**GIVEN TASK**
List each line in the rows below that contains the string "target", with case counting.

* BEGIN EXTRACTED DATA *

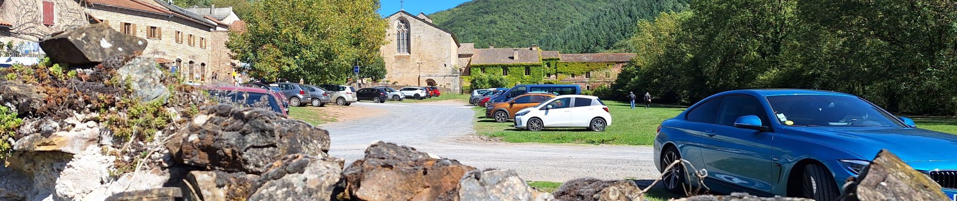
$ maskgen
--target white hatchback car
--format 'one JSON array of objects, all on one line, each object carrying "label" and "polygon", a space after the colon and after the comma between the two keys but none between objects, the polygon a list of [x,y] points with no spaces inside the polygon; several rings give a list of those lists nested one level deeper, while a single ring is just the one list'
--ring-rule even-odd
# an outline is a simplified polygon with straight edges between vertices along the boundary
[{"label": "white hatchback car", "polygon": [[608,106],[590,95],[559,95],[515,113],[515,128],[538,131],[545,128],[589,128],[604,131],[612,126]]}]

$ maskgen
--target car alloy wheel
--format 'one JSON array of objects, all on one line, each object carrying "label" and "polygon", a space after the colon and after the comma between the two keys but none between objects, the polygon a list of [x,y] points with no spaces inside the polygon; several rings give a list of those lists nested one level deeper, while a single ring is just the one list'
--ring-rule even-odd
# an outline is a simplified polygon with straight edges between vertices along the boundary
[{"label": "car alloy wheel", "polygon": [[495,122],[502,123],[508,121],[508,113],[503,111],[495,111]]},{"label": "car alloy wheel", "polygon": [[840,196],[837,184],[827,169],[821,165],[810,164],[804,166],[803,176],[804,197],[814,200],[832,201]]},{"label": "car alloy wheel", "polygon": [[590,127],[592,131],[605,131],[605,119],[594,118],[591,119],[591,126]]},{"label": "car alloy wheel", "polygon": [[[678,150],[675,148],[668,148],[665,150],[664,154],[661,155],[661,166],[667,168],[668,165],[674,163],[675,161],[681,160],[681,154],[678,153]],[[678,165],[672,166],[671,169],[664,170],[661,175],[661,182],[664,184],[664,189],[670,192],[680,192],[683,188],[681,185],[684,184],[684,169],[682,168],[684,164],[679,163]]]},{"label": "car alloy wheel", "polygon": [[538,119],[538,118],[529,119],[528,120],[528,131],[542,131],[542,128],[545,127],[544,125],[545,124],[542,123],[541,119]]},{"label": "car alloy wheel", "polygon": [[293,97],[293,98],[290,98],[290,99],[289,99],[289,105],[290,105],[290,106],[295,106],[295,107],[300,107],[300,100],[299,100],[299,98],[298,98],[298,97]]}]

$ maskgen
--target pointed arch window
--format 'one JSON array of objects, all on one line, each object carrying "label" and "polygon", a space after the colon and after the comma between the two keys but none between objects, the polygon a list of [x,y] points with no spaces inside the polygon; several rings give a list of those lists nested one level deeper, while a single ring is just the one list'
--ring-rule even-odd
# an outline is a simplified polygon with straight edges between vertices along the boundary
[{"label": "pointed arch window", "polygon": [[399,19],[399,22],[395,24],[396,31],[396,50],[399,53],[409,53],[409,21],[406,19]]}]

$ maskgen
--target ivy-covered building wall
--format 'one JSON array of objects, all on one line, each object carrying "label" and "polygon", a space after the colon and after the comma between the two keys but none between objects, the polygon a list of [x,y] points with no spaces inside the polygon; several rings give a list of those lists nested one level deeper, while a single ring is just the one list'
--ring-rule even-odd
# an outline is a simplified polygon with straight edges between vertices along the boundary
[{"label": "ivy-covered building wall", "polygon": [[[508,51],[512,50],[511,56]],[[485,51],[485,52],[483,52]],[[534,60],[523,58],[525,51],[535,51]],[[554,54],[551,56],[549,54]],[[510,88],[520,84],[576,84],[582,90],[590,90],[609,86],[618,77],[622,67],[634,53],[582,53],[560,54],[532,49],[476,49],[472,64],[464,74],[463,85],[471,86],[473,77],[504,79],[504,86]],[[499,56],[501,58],[483,58]],[[519,58],[519,59],[515,59]],[[522,63],[510,63],[519,62]],[[485,63],[485,62],[498,63]],[[496,81],[492,81],[495,83]],[[483,88],[484,85],[479,87]],[[468,88],[471,89],[471,88]]]}]

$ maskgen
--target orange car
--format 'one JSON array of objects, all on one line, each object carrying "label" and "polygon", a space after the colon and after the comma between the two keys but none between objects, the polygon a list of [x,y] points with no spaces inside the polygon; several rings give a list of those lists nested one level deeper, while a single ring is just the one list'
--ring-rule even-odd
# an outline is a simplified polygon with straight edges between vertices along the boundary
[{"label": "orange car", "polygon": [[525,93],[519,95],[511,100],[488,106],[485,108],[485,117],[495,118],[495,121],[499,123],[505,122],[515,118],[515,112],[523,109],[535,107],[553,97],[555,95],[551,93]]}]

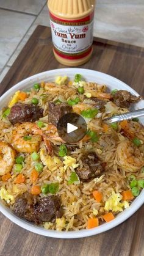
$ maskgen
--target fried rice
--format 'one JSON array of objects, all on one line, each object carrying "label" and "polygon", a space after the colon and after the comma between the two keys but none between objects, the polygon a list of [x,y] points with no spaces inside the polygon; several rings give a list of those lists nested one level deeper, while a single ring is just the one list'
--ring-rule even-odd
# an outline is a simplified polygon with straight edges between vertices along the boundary
[{"label": "fried rice", "polygon": [[[78,90],[79,87],[82,90]],[[26,92],[23,98],[19,97],[21,92],[18,91],[10,99],[9,104],[0,114],[0,197],[12,211],[16,199],[22,195],[26,197],[32,194],[34,200],[38,202],[41,198],[55,193],[60,199],[62,215],[40,222],[39,225],[46,229],[71,231],[103,224],[106,221],[104,216],[111,213],[112,219],[115,218],[130,206],[143,186],[144,127],[135,120],[126,121],[125,124],[118,123],[115,126],[106,125],[105,118],[129,111],[128,108],[117,106],[112,100],[114,92],[107,93],[107,90],[109,88],[106,85],[95,82],[71,81],[66,77],[58,78],[55,82],[41,82],[37,88],[34,86]],[[79,98],[77,103],[74,101],[76,97]],[[36,135],[34,131],[26,130],[28,122],[12,125],[9,119],[13,106],[17,103],[31,104],[34,98],[37,100],[35,103],[43,110],[43,117],[31,122],[34,126],[32,129],[37,128],[40,130]],[[96,139],[93,140],[88,132],[75,147],[72,145],[68,153],[66,150],[65,155],[60,156],[60,145],[65,145],[67,148],[67,145],[59,137],[56,126],[49,122],[49,103],[67,104],[70,100],[72,111],[81,114],[95,108],[95,98],[106,101],[104,108],[98,109],[93,118],[85,117],[85,121],[88,131],[92,131]],[[21,129],[26,130],[22,137]],[[52,153],[48,149],[48,143]],[[29,152],[25,150],[28,144],[31,149]],[[10,149],[13,150],[13,155]],[[34,152],[37,153],[36,160],[32,157]],[[82,156],[88,152],[96,154],[103,166],[103,171],[99,175],[84,180],[77,174],[77,169],[81,171],[84,169]],[[16,159],[20,156],[24,160],[18,169]],[[37,168],[37,177],[34,180],[32,173],[35,171],[37,163],[41,164],[42,168]],[[72,173],[75,174],[75,180],[72,179]],[[19,180],[20,175],[24,178]],[[134,180],[134,186],[132,182]],[[43,185],[51,184],[57,184],[56,191],[43,193]],[[34,187],[37,187],[39,192],[38,189],[37,192],[32,192]],[[136,188],[137,193],[134,188]],[[95,196],[95,191],[101,196],[100,200]],[[123,192],[128,191],[131,197],[127,199]],[[96,219],[98,222],[95,225]],[[93,221],[92,225],[90,220]]]}]

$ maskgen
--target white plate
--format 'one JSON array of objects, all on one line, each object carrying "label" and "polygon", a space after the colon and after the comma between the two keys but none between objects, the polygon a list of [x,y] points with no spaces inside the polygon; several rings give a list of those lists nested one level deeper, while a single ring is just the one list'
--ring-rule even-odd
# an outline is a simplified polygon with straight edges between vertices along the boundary
[{"label": "white plate", "polygon": [[[32,87],[34,83],[41,82],[41,81],[54,81],[55,78],[57,76],[67,75],[71,79],[73,79],[74,75],[77,73],[81,74],[88,81],[95,81],[99,84],[105,84],[108,86],[110,90],[116,88],[118,89],[124,89],[129,90],[135,95],[139,95],[139,94],[124,82],[112,76],[101,72],[81,68],[58,69],[35,75],[34,76],[18,82],[16,86],[13,86],[6,92],[1,97],[0,109],[7,105],[10,100],[10,98],[18,90],[29,89]],[[143,101],[141,101],[135,104],[135,108],[138,109],[143,108]],[[141,122],[142,120],[143,120],[141,119]],[[0,211],[14,223],[32,232],[46,236],[57,238],[76,238],[99,234],[116,227],[132,215],[141,207],[141,205],[142,205],[143,202],[144,189],[143,189],[140,194],[135,198],[134,202],[132,202],[129,208],[124,210],[122,213],[118,214],[116,218],[111,222],[105,223],[96,228],[90,230],[73,232],[60,232],[58,231],[47,230],[40,227],[37,227],[18,218],[8,208],[5,207],[2,202],[0,202]]]}]

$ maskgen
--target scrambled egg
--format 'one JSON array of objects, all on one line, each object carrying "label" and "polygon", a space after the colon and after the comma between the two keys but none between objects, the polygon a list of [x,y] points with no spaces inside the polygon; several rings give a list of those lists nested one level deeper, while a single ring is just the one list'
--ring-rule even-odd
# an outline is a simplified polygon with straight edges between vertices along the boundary
[{"label": "scrambled egg", "polygon": [[79,164],[76,164],[76,159],[70,156],[66,156],[63,157],[64,161],[63,164],[65,164],[64,169],[67,170],[68,167],[71,167],[73,169],[77,168]]},{"label": "scrambled egg", "polygon": [[120,202],[123,197],[120,193],[115,193],[114,191],[112,192],[111,196],[108,200],[106,201],[104,210],[105,211],[123,211],[123,208],[129,207],[129,203],[127,201]]},{"label": "scrambled egg", "polygon": [[62,231],[64,229],[65,225],[65,219],[64,217],[61,218],[56,219],[56,230],[58,231]]},{"label": "scrambled egg", "polygon": [[7,203],[9,203],[10,201],[14,200],[13,196],[9,194],[8,191],[3,187],[0,190],[0,197],[1,199],[5,200]]},{"label": "scrambled egg", "polygon": [[85,93],[84,93],[84,95],[86,96],[86,97],[87,98],[91,98],[92,97],[92,93],[88,93],[88,92],[85,92]]},{"label": "scrambled egg", "polygon": [[93,214],[95,216],[98,215],[98,211],[96,209],[95,209],[95,207],[93,207]]},{"label": "scrambled egg", "polygon": [[48,167],[48,169],[52,172],[56,170],[62,164],[61,161],[57,156],[48,155],[45,148],[41,148],[40,152],[40,157],[43,164]]},{"label": "scrambled egg", "polygon": [[62,86],[63,84],[65,84],[68,81],[68,76],[58,76],[55,82],[59,86]]},{"label": "scrambled egg", "polygon": [[13,96],[11,101],[10,101],[9,104],[9,108],[12,108],[15,104],[17,103],[19,100],[19,95],[20,95],[20,91],[18,90],[15,92],[14,95]]}]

* END EXTRACTED DATA *

**OUTPUT FOR THIS TASK**
--target white hatchback car
--target car alloy wheel
--target pointed arch window
--target ivy-covered building wall
--target orange car
--target fried rice
--target white plate
--target scrambled egg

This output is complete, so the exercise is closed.